Work instructions:
**1.** In the passage about the rising man in the oak tree, what preserves his modesty?
**2.** Carry the passage about the rising man in the oak tree forward, picking up after its last sentence.

Document excerpt:
= = = =

There's a rising man forever frozen in the naked branches of the giant oak tree outside my bedroom window. The oak grows up way past the third floor windows and towers over the roof, but the rising man is whole there, outside my room. His modesty is preserved by the main trunk where he originates. Clear as day, each fall after the leaves drop, you see the back of his leg, bent at the knee, his midrift and shoulders lifting up, one arm out as if to catch himself and one arm reaching up. The pose radiates strength, growth, unfolding.
He has no choice about being humble and patient, being made of oak and bark and all. Squirrels race up and down his back and neck, chasing, jumping and tumbling over one another. He has made peace with the gray ones, the little red guys and the black ones. He's pestered by some lovely woodpeckers - three toed, ladder-backed, red bellied, red headed, downy. He never flinches. And nuthatches, titmice, sparrows, bluebirds, jays and cardinals shelter and hop around, sharpening beaks, waiting their turns at the feeders.

= = = =

Referring expression pointing data:
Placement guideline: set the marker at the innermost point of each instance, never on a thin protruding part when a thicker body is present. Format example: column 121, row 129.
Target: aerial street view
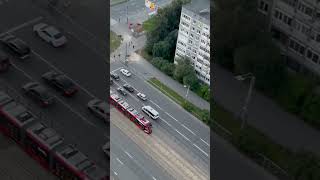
column 153, row 133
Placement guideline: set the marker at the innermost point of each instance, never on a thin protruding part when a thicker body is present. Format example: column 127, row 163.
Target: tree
column 263, row 59
column 161, row 49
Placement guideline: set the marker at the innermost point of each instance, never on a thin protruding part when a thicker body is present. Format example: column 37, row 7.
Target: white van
column 150, row 112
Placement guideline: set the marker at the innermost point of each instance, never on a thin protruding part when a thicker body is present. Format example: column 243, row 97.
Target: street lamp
column 244, row 111
column 187, row 86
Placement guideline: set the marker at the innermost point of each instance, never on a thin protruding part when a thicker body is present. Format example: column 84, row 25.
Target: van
column 150, row 112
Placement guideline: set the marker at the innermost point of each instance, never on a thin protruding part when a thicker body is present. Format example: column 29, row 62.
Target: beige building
column 295, row 24
column 194, row 37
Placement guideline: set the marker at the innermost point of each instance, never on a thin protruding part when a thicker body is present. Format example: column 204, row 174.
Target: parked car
column 50, row 34
column 121, row 91
column 4, row 61
column 60, row 82
column 16, row 45
column 125, row 72
column 115, row 76
column 128, row 87
column 142, row 96
column 38, row 93
column 99, row 108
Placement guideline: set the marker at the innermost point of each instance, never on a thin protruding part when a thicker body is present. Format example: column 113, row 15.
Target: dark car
column 128, row 87
column 38, row 93
column 121, row 91
column 4, row 61
column 17, row 46
column 60, row 82
column 115, row 76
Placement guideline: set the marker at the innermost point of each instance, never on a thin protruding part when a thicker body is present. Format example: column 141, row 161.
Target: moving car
column 4, row 61
column 142, row 96
column 99, row 108
column 115, row 76
column 121, row 91
column 60, row 82
column 150, row 112
column 125, row 72
column 16, row 45
column 128, row 87
column 50, row 34
column 38, row 93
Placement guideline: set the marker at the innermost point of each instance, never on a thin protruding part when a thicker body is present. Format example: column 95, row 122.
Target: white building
column 194, row 37
column 295, row 25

= = = =

Answers by task:
**1.** The main trunk where he originates.

**2.**
I am always so glad to see him each year. He helps me not to mourn the green and golden. To love the still, textured potential of this dormant phase. It's magnificent. We should pause, rest, shelter and romp during this time. It's the before and the after and right now. You can see nothing more in him than what was lost, what is long in coming, what he cannot do. Or you can see his unmoving latency, stillness as beautiful and alive, full of magic and potential.